# ASSIGNED TASK:
Take every line from the entries below that includes the word "foliage" and copy it.

# RECORDS TO USE:
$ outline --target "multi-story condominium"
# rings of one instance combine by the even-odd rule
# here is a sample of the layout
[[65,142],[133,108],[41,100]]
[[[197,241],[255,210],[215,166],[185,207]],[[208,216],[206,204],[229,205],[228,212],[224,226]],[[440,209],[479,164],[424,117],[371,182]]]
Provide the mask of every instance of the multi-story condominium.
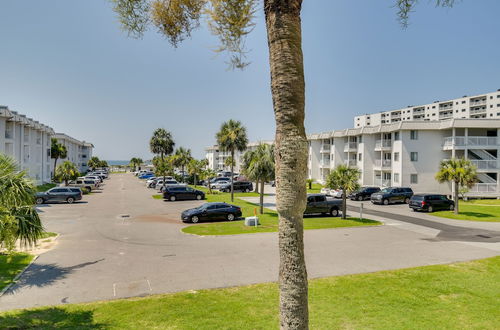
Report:
[[500,89],[496,92],[463,96],[448,101],[408,106],[354,117],[354,127],[378,126],[400,121],[435,121],[451,118],[500,118]]
[[[255,149],[260,143],[272,144],[273,141],[259,141],[259,142],[251,142],[247,145],[245,151],[235,151],[234,153],[234,172],[241,172],[241,161],[243,154],[248,150]],[[206,159],[208,160],[207,167],[214,171],[229,171],[230,166],[226,166],[226,160],[231,156],[230,151],[220,150],[219,146],[211,146],[205,149],[206,150]]]
[[398,121],[314,134],[309,178],[325,182],[339,164],[361,170],[364,186],[405,186],[415,192],[451,193],[435,174],[443,159],[464,157],[478,169],[470,197],[500,197],[500,119]]
[[54,130],[0,106],[0,153],[17,160],[37,184],[50,182],[50,137]]
[[92,143],[77,140],[64,133],[56,133],[53,137],[66,146],[67,156],[61,160],[74,163],[81,173],[87,172],[89,169],[87,163],[92,158],[92,148],[94,148]]

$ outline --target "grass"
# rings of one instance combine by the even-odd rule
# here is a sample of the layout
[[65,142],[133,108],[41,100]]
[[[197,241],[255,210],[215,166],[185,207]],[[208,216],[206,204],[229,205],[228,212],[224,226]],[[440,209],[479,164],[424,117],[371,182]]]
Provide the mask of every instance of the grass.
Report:
[[[243,220],[220,221],[212,223],[202,223],[184,227],[183,232],[196,235],[236,235],[249,233],[265,233],[278,231],[278,213],[264,208],[264,214],[258,214],[259,206],[241,200],[237,197],[252,196],[252,193],[236,193],[234,202],[231,203],[229,193],[219,193],[207,195],[207,202],[226,202],[241,207],[243,217],[253,216],[257,212],[260,225],[257,227],[245,226]],[[256,194],[257,195],[257,194]],[[380,222],[369,219],[348,218],[342,220],[340,217],[305,217],[304,229],[325,229],[339,227],[357,227],[380,225]]]
[[162,194],[155,194],[155,195],[153,195],[153,198],[154,199],[163,199],[163,195]]
[[50,232],[50,231],[44,231],[42,233],[42,235],[40,236],[40,239],[49,238],[49,237],[55,237],[55,236],[57,236],[57,233],[53,233],[53,232]]
[[[309,282],[311,329],[498,329],[500,257]],[[5,328],[278,329],[278,285],[0,314]]]
[[55,183],[45,183],[45,184],[36,186],[36,191],[37,192],[44,192],[44,191],[47,191],[51,188],[54,188],[55,186],[57,186]]
[[500,206],[500,199],[471,199],[466,204],[480,204],[480,205],[498,205]]
[[312,189],[309,189],[309,185],[307,185],[307,193],[308,194],[319,194],[321,192],[321,188],[323,188],[323,186],[320,185],[319,183],[313,183]]
[[[14,277],[19,274],[33,260],[28,253],[13,253],[11,255],[0,253],[0,290],[12,283]],[[0,318],[0,324],[1,318]]]
[[[455,220],[469,220],[469,221],[486,221],[486,222],[500,222],[500,203],[497,200],[474,200],[474,201],[460,201],[459,214],[453,211],[440,211],[434,212],[432,215],[441,218],[455,219]],[[487,204],[487,205],[477,205]],[[498,205],[499,207],[495,207]]]

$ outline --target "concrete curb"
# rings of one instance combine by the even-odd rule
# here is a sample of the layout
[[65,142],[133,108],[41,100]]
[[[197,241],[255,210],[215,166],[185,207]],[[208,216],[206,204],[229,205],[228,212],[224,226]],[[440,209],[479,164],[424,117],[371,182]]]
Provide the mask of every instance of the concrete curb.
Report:
[[28,266],[26,266],[21,272],[19,272],[19,274],[16,275],[16,277],[14,277],[14,279],[12,280],[12,282],[10,284],[8,284],[5,288],[2,289],[2,291],[0,291],[0,298],[7,292],[9,291],[9,289],[14,285],[16,284],[17,280],[21,277],[21,275],[24,274],[24,272],[26,272],[26,270],[28,268],[30,268],[30,266],[36,261],[36,259],[38,259],[39,256],[34,256],[33,257],[33,260],[31,260],[31,262],[29,263]]

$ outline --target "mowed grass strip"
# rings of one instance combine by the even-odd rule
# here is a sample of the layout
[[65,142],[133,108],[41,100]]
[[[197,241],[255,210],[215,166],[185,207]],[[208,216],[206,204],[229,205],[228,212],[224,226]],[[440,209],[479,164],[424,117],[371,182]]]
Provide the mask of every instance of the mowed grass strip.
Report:
[[[500,257],[310,281],[311,329],[498,329]],[[4,328],[278,329],[278,285],[0,314]]]
[[[219,221],[211,223],[201,223],[189,225],[182,229],[183,232],[196,235],[237,235],[249,233],[266,233],[278,231],[278,213],[276,211],[264,208],[264,214],[258,214],[259,206],[244,201],[238,197],[258,196],[255,193],[235,193],[234,202],[231,202],[230,193],[207,194],[207,202],[226,202],[241,207],[243,217],[250,217],[257,212],[260,225],[257,227],[245,226],[243,220]],[[342,220],[340,217],[304,217],[304,229],[325,229],[340,227],[374,226],[381,223],[370,219],[348,218]]]
[[[28,253],[13,253],[11,255],[0,253],[0,291],[12,283],[14,277],[19,274],[33,260]],[[0,328],[1,328],[0,322]]]
[[497,200],[460,201],[458,210],[459,214],[455,214],[453,211],[440,211],[431,214],[455,220],[500,222],[500,201]]

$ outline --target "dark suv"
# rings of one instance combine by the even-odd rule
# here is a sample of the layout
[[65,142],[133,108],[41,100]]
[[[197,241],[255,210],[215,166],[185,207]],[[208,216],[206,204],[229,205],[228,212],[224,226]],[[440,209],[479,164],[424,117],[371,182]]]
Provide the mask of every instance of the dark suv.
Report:
[[[222,192],[231,192],[231,182],[221,185],[219,188]],[[234,181],[233,182],[234,191],[250,192],[253,190],[253,184],[248,181]]]
[[73,204],[74,201],[79,201],[80,199],[82,199],[80,188],[57,187],[35,195],[37,204],[50,202],[67,202],[68,204]]
[[410,202],[413,190],[405,187],[388,187],[372,194],[370,197],[373,204],[406,203]]
[[163,198],[171,202],[181,199],[205,199],[205,193],[186,186],[165,187]]
[[418,194],[413,195],[408,205],[413,211],[434,212],[438,210],[455,209],[455,202],[449,200],[445,195]]
[[380,188],[379,187],[364,187],[359,190],[353,191],[350,195],[349,198],[353,201],[364,201],[367,199],[370,199],[372,194],[379,192]]

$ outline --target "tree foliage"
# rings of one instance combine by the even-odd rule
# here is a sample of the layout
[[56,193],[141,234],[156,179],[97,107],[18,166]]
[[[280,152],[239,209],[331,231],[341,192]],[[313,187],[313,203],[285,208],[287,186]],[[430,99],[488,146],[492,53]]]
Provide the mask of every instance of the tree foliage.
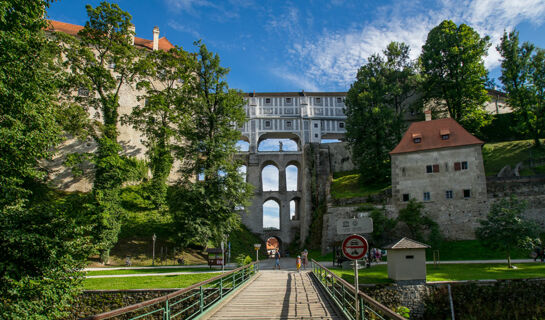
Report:
[[58,44],[45,36],[50,1],[0,3],[0,318],[57,319],[78,293],[85,228],[50,202],[30,205],[40,161],[61,141]]
[[526,203],[515,197],[501,199],[492,205],[486,220],[481,220],[476,230],[485,247],[505,253],[509,268],[511,252],[530,247],[538,238],[537,225],[523,217],[525,209]]
[[413,239],[436,244],[442,238],[439,225],[428,215],[423,214],[423,208],[422,202],[411,199],[405,208],[399,210],[397,220],[407,225]]
[[445,20],[428,33],[420,55],[425,102],[436,113],[448,111],[473,133],[488,122],[483,57],[489,46],[488,36],[481,38],[470,26]]
[[520,44],[517,31],[504,32],[497,50],[502,56],[500,80],[517,129],[540,146],[545,128],[545,50]]
[[[131,43],[131,16],[116,4],[102,2],[86,6],[89,21],[77,38],[59,33],[65,46],[68,113],[79,115],[71,120],[71,128],[80,136],[89,135],[98,150],[89,155],[95,165],[92,201],[89,212],[97,225],[95,237],[103,261],[117,242],[121,208],[119,191],[134,173],[136,162],[121,154],[118,142],[119,99],[121,91],[137,79],[141,54]],[[80,89],[88,94],[78,94]],[[78,112],[74,110],[85,110]],[[95,114],[96,112],[96,114]]]
[[180,128],[192,121],[189,105],[195,89],[197,63],[194,55],[176,47],[147,54],[138,88],[144,103],[125,119],[146,138],[152,179],[149,193],[156,207],[166,203],[167,178],[174,162],[175,146],[183,143]]
[[405,130],[406,100],[415,93],[416,69],[409,47],[392,42],[362,66],[346,97],[346,137],[363,182],[378,183],[390,176],[389,152]]
[[[235,158],[238,128],[246,121],[240,91],[229,89],[217,54],[196,43],[198,81],[189,105],[191,124],[180,128],[185,143],[177,156],[183,161],[181,182],[171,210],[178,238],[201,243],[218,241],[238,225],[236,209],[247,204],[250,185],[238,172]],[[203,176],[200,180],[197,177]],[[182,227],[183,226],[183,227]]]

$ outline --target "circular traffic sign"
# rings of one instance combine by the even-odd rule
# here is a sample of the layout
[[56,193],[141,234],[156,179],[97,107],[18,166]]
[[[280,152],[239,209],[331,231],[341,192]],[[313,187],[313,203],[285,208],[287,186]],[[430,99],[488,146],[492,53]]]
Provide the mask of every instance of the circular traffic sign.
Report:
[[343,241],[343,254],[350,260],[360,260],[365,256],[369,249],[369,244],[364,237],[353,234]]

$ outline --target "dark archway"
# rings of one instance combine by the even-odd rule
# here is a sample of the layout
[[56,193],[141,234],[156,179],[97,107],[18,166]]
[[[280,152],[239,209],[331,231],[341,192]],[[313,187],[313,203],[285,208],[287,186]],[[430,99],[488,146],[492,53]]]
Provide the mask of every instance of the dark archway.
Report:
[[267,250],[269,258],[274,258],[276,251],[282,252],[282,242],[278,237],[269,237],[267,241],[265,241],[265,244],[265,249]]
[[276,199],[263,202],[263,230],[280,230],[280,202]]

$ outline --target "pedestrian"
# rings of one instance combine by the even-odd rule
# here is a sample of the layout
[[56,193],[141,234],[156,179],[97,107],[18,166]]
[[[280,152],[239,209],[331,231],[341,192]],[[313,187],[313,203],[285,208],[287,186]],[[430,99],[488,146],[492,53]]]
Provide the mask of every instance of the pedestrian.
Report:
[[303,250],[301,255],[303,256],[303,269],[306,270],[307,269],[307,264],[308,264],[308,251],[307,251],[307,249]]
[[297,272],[301,271],[301,256],[297,256],[297,259],[295,259],[295,266],[297,267]]
[[379,249],[375,249],[375,260],[377,262],[380,262],[380,259],[382,258],[382,254],[380,253]]
[[274,253],[274,269],[276,270],[277,267],[278,270],[280,270],[280,252],[278,251],[278,249]]

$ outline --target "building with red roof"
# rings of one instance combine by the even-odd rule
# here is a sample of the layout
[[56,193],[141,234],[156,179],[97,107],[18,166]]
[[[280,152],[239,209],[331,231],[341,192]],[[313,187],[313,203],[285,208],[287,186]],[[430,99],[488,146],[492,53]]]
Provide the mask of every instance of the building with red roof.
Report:
[[446,238],[474,238],[488,212],[484,142],[451,118],[430,118],[412,123],[390,152],[393,203],[422,202]]

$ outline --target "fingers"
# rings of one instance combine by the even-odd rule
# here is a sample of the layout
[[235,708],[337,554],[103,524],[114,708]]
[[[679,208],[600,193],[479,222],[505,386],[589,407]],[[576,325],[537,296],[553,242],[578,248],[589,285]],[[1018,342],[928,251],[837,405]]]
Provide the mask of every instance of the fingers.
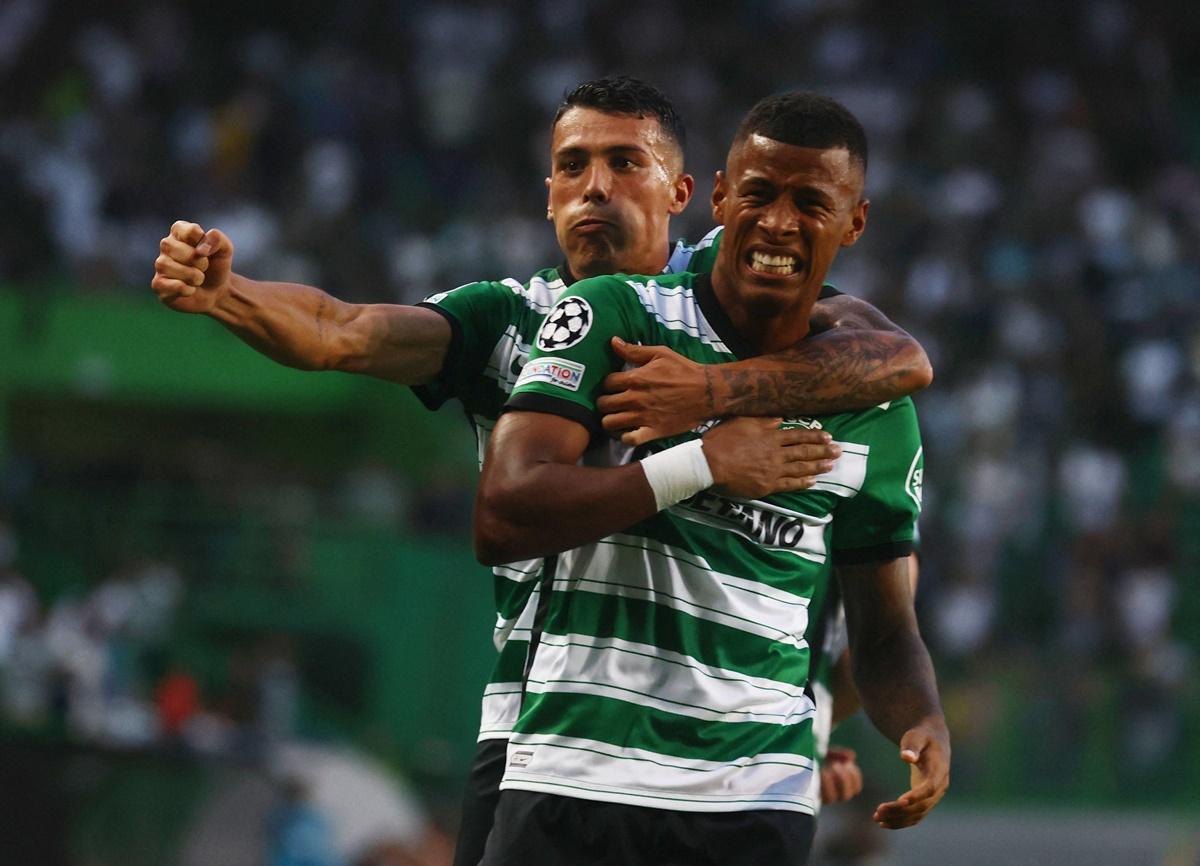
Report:
[[233,241],[220,229],[209,229],[196,244],[196,252],[202,256],[228,258],[233,255]]
[[[203,260],[205,266],[208,265],[208,260]],[[160,253],[158,258],[154,260],[155,276],[167,277],[172,280],[179,280],[191,286],[198,286],[204,282],[204,270],[194,267],[190,264],[184,264],[166,253]]]
[[862,770],[849,749],[831,748],[821,764],[821,801],[840,803],[862,791]]
[[[789,475],[803,477],[809,475],[824,475],[833,471],[837,459],[842,456],[841,447],[830,441],[813,443],[811,440],[815,437],[805,437],[806,441],[799,444],[790,444],[794,440],[784,434],[789,434],[795,431],[785,430],[781,432],[781,440],[784,443],[783,460],[785,462],[785,471]],[[805,430],[804,433],[812,433],[814,431]],[[828,440],[828,436],[826,436]]]
[[636,412],[615,412],[600,419],[600,425],[609,436],[616,436],[642,426],[642,418]]
[[654,427],[637,427],[621,434],[621,444],[629,448],[637,448],[639,445],[645,445],[647,442],[661,439],[664,435],[667,434]]
[[881,827],[911,827],[936,806],[950,782],[949,752],[922,728],[913,728],[900,739],[900,759],[912,765],[912,788],[875,810]]
[[911,827],[929,814],[941,800],[933,782],[923,782],[889,803],[875,809],[875,823],[888,830]]
[[621,394],[603,394],[596,399],[596,411],[602,415],[608,415],[613,412],[625,412],[629,409],[637,408],[636,398],[621,386],[613,387],[609,384],[609,380],[624,375],[622,373],[610,373],[604,380],[604,387],[609,391],[622,391]]
[[674,354],[666,346],[642,346],[638,343],[626,343],[620,337],[612,338],[613,352],[622,361],[630,364],[645,364],[659,355]]
[[842,449],[832,442],[826,445],[789,445],[787,442],[780,444],[787,460],[824,460],[832,468],[832,464],[842,456]]
[[204,239],[204,229],[200,228],[196,223],[176,220],[171,224],[171,237],[194,247]]
[[[779,431],[779,441],[784,445],[833,445],[833,437],[824,430],[805,430],[803,427],[789,427]],[[841,454],[841,447],[838,453]]]
[[169,304],[178,298],[190,298],[196,293],[195,286],[159,274],[155,274],[154,279],[150,281],[150,288],[154,289],[154,293],[164,304]]

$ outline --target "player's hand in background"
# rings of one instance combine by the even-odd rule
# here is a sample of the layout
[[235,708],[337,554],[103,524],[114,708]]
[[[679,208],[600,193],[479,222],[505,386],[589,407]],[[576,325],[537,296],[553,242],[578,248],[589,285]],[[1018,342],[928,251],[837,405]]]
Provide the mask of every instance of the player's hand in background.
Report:
[[830,746],[821,761],[821,802],[841,803],[862,791],[862,770],[853,749]]
[[713,486],[727,496],[758,499],[806,490],[833,469],[842,449],[824,430],[781,428],[780,418],[731,418],[704,434]]
[[596,401],[610,436],[631,447],[677,436],[714,417],[708,378],[698,364],[666,346],[639,346],[613,337],[613,352],[632,370],[610,373]]
[[910,765],[909,790],[875,810],[888,830],[911,827],[929,814],[950,786],[950,737],[944,726],[918,725],[900,739],[900,760]]
[[150,288],[181,313],[207,313],[229,291],[233,242],[218,229],[177,221],[159,241]]

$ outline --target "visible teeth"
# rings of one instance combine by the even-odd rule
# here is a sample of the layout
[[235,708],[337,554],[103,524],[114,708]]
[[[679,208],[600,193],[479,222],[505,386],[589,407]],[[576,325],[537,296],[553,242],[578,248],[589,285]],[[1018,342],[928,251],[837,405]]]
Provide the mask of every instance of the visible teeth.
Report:
[[769,274],[790,274],[796,270],[794,256],[769,256],[766,253],[753,252],[750,254],[750,263],[755,270]]

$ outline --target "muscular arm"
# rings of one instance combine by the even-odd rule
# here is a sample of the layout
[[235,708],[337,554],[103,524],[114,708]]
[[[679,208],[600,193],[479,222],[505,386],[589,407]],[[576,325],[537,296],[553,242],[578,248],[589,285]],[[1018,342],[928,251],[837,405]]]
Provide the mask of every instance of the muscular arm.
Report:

# RESPONSE:
$ outline --target "tree foliage"
Provide the mask of every instance of the tree foliage.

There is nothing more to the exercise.